======== Given information

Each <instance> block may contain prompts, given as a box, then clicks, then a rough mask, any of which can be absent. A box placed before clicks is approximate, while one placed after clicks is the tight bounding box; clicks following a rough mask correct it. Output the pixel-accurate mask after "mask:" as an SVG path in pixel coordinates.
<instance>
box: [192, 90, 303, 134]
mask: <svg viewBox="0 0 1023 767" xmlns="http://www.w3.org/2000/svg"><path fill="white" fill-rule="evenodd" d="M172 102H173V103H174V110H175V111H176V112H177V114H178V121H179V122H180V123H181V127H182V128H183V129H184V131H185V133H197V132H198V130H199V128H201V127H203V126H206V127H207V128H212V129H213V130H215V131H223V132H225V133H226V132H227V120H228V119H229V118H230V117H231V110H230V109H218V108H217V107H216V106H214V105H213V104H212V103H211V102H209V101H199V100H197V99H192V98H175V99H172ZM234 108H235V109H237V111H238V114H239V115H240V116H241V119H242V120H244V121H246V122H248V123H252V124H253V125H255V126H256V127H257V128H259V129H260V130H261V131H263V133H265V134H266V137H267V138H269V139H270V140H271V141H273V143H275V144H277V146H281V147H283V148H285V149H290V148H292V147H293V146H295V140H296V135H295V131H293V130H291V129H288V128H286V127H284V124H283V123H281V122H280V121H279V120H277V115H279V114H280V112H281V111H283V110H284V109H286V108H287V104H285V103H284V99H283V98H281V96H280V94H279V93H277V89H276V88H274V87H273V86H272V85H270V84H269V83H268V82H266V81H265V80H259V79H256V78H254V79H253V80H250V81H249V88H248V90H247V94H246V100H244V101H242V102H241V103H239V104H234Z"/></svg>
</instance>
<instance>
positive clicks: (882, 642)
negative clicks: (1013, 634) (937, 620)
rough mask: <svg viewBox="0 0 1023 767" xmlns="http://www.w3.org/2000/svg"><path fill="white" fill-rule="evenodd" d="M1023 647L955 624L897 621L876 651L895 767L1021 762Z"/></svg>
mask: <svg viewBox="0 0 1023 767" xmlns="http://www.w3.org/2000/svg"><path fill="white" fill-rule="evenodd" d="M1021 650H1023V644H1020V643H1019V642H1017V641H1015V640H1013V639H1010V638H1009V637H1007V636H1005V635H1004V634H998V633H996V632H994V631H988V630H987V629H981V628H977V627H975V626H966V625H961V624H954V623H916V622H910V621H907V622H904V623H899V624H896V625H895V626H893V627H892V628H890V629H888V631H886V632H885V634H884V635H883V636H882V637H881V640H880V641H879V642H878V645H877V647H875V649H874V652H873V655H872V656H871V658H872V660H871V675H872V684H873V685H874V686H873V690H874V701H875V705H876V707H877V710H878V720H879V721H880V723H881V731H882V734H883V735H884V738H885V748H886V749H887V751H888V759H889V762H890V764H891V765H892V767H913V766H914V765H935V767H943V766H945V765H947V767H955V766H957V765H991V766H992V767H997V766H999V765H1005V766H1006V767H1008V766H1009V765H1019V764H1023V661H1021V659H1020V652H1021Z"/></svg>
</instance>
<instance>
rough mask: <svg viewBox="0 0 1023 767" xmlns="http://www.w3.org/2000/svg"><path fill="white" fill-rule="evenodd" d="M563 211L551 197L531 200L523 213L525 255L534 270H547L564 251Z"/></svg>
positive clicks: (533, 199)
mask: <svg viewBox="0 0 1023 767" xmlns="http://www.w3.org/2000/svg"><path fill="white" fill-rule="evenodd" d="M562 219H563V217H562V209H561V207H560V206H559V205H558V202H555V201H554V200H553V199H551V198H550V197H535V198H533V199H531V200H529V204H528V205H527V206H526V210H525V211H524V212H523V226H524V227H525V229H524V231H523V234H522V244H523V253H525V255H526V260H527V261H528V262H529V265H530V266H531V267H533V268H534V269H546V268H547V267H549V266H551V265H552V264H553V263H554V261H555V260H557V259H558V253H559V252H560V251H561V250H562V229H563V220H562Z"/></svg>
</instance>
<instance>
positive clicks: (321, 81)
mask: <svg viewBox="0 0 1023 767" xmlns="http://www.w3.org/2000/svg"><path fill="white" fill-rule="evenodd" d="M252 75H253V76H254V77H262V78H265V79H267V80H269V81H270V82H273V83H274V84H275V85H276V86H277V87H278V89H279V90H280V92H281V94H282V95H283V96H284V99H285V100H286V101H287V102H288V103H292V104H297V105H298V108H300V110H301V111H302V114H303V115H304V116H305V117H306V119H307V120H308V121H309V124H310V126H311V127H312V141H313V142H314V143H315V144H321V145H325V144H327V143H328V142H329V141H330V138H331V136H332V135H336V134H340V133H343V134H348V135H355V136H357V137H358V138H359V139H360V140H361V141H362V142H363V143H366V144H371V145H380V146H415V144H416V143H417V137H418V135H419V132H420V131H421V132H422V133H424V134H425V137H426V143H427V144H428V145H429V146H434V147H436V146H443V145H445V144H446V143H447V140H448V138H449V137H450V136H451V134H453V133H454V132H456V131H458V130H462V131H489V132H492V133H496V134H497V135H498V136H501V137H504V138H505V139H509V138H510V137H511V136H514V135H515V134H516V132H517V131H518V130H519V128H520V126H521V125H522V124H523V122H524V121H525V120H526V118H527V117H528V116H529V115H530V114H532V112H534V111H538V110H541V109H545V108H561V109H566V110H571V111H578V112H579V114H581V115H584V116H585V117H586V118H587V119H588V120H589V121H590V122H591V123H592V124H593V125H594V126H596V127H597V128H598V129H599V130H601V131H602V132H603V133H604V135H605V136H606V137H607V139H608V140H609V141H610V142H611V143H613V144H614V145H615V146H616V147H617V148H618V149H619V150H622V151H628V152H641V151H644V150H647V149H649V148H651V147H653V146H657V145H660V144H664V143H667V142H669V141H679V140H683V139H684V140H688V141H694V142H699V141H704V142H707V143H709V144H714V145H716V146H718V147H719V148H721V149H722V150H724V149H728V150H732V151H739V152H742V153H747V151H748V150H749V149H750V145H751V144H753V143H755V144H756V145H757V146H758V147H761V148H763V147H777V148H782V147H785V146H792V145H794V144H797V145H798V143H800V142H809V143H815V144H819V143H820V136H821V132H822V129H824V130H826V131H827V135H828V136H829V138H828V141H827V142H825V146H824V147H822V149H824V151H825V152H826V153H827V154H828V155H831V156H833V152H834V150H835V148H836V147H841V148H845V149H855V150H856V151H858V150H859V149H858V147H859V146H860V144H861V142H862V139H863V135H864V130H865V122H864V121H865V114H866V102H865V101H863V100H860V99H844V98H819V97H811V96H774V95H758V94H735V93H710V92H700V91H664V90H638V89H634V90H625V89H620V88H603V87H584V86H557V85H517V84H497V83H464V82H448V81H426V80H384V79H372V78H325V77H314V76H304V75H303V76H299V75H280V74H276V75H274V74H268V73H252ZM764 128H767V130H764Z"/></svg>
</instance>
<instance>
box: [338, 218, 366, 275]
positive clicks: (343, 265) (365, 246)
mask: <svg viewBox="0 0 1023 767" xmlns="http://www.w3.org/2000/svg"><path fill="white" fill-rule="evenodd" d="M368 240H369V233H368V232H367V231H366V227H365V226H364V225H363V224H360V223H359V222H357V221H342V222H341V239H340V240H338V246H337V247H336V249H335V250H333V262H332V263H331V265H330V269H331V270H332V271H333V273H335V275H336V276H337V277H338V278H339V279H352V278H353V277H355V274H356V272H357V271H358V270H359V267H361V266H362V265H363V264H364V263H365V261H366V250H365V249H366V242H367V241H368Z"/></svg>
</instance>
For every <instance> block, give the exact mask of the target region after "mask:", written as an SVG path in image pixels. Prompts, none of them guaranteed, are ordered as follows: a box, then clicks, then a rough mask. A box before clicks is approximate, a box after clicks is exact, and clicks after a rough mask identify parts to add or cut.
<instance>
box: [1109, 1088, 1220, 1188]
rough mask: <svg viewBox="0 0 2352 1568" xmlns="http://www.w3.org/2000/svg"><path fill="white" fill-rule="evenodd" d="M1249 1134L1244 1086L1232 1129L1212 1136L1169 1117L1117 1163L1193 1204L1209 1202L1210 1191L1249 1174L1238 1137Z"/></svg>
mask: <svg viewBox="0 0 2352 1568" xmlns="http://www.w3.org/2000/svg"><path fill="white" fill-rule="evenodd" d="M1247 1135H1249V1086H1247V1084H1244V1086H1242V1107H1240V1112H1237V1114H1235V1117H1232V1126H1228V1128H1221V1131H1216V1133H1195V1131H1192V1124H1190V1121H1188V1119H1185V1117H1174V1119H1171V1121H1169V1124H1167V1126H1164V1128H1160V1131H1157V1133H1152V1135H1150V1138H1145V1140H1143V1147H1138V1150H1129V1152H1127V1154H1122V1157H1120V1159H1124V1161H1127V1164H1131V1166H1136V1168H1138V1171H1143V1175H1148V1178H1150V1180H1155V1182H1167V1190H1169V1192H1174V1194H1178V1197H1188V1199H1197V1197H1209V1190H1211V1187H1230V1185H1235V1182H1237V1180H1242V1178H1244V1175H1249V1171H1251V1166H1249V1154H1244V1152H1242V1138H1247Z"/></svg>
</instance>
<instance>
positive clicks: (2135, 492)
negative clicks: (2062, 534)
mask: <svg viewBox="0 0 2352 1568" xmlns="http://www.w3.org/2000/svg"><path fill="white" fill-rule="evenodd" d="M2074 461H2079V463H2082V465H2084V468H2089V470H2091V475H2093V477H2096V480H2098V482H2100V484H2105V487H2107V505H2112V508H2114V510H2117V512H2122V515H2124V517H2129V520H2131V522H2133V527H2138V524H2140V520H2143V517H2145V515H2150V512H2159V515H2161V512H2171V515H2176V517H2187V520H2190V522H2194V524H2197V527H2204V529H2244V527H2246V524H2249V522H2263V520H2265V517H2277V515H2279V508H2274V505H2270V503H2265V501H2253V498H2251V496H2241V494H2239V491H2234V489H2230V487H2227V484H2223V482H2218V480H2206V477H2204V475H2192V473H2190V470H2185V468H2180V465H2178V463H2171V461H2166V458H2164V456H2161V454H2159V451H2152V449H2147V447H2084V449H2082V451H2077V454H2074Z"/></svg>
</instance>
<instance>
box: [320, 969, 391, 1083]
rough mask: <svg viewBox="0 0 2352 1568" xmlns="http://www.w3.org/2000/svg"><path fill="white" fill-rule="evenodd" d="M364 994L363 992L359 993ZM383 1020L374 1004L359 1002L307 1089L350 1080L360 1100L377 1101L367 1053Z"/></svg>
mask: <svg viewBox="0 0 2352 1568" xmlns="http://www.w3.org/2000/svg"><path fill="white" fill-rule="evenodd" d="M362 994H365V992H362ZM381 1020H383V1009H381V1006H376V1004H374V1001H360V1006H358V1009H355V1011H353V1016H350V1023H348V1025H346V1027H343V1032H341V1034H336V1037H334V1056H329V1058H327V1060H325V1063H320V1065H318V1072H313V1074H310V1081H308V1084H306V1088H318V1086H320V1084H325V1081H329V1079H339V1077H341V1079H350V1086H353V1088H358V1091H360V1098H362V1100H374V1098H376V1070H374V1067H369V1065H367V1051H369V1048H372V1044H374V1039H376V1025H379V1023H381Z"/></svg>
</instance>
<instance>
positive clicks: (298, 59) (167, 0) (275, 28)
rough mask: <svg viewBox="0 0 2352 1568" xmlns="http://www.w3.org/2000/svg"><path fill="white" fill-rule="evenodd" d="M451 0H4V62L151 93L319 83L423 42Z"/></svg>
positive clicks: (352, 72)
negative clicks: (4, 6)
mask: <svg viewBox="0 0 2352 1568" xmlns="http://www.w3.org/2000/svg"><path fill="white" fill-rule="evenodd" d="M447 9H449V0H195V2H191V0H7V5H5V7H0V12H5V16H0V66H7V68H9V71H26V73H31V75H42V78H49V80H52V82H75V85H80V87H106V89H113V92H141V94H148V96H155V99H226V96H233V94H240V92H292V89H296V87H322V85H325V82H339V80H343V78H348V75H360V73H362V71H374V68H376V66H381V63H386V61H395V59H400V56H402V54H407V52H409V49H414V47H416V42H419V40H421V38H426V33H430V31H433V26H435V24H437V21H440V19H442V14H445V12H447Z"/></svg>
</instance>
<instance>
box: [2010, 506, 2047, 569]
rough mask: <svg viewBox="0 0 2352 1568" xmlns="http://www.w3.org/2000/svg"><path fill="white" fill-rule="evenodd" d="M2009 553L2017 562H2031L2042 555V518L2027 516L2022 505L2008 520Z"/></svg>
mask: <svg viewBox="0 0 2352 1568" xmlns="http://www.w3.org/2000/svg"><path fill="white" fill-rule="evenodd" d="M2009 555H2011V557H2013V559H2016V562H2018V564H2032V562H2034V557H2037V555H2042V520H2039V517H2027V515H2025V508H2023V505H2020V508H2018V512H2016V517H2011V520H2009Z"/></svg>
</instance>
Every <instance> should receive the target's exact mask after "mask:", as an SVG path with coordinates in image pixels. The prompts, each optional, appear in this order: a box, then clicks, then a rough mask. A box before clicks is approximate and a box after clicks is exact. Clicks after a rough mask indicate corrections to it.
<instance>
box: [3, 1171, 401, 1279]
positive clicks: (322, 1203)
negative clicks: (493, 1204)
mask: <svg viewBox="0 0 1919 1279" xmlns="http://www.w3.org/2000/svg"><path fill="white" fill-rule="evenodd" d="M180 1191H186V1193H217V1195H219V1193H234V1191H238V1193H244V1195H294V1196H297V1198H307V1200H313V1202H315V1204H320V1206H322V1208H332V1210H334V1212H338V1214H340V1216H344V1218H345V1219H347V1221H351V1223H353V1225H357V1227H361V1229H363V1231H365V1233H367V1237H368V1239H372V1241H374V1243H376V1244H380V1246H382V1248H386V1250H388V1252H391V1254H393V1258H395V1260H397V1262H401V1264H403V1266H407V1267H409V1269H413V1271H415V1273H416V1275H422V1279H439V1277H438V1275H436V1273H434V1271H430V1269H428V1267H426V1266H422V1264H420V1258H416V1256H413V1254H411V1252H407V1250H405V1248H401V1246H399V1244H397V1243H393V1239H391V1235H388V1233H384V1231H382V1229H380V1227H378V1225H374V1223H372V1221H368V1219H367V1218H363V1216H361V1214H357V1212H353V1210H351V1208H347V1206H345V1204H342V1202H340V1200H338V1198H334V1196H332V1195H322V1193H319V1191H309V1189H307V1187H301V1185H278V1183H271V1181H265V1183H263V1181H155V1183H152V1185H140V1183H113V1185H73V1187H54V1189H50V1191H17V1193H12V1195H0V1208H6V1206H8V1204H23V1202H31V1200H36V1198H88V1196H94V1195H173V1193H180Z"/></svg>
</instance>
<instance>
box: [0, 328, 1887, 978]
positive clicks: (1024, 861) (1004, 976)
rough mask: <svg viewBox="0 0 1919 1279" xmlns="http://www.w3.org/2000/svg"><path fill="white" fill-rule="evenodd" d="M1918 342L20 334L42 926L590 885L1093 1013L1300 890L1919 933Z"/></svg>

================

### Try it
Every line above in which the word "then" occurs is to be copied.

### Written solution
Each <instance> block may contain prompts, given as a box, then clicks, then a rough mask, any of which can be absent. A box placed before clicks is approximate, while one placed after clicks is the tight bounding box; clicks following a rough mask correct it. Output the pixel-accurate mask after "mask:" as an SVG path in pixel coordinates.
For every <instance> block, give the exact mask of the target region after "mask:", written as an SVG path in image pixels. Prompts, none of them guaranteed, are ordered as follows: a box, then clicks, then a rough mask. A box before clicks is approximate, a box after clicks is exact, and clicks after a rough mask identify parts to add or cut.
Every <instance> should receive the target's exact mask after "mask:", as an SVG path with coordinates in image pixels. The prompts, each optional, appear in this order: a box, then clicks, then a rough mask. A box before clicks is approximate and a box after clicks is exact. Clicks after a rough mask indicate corrections to it.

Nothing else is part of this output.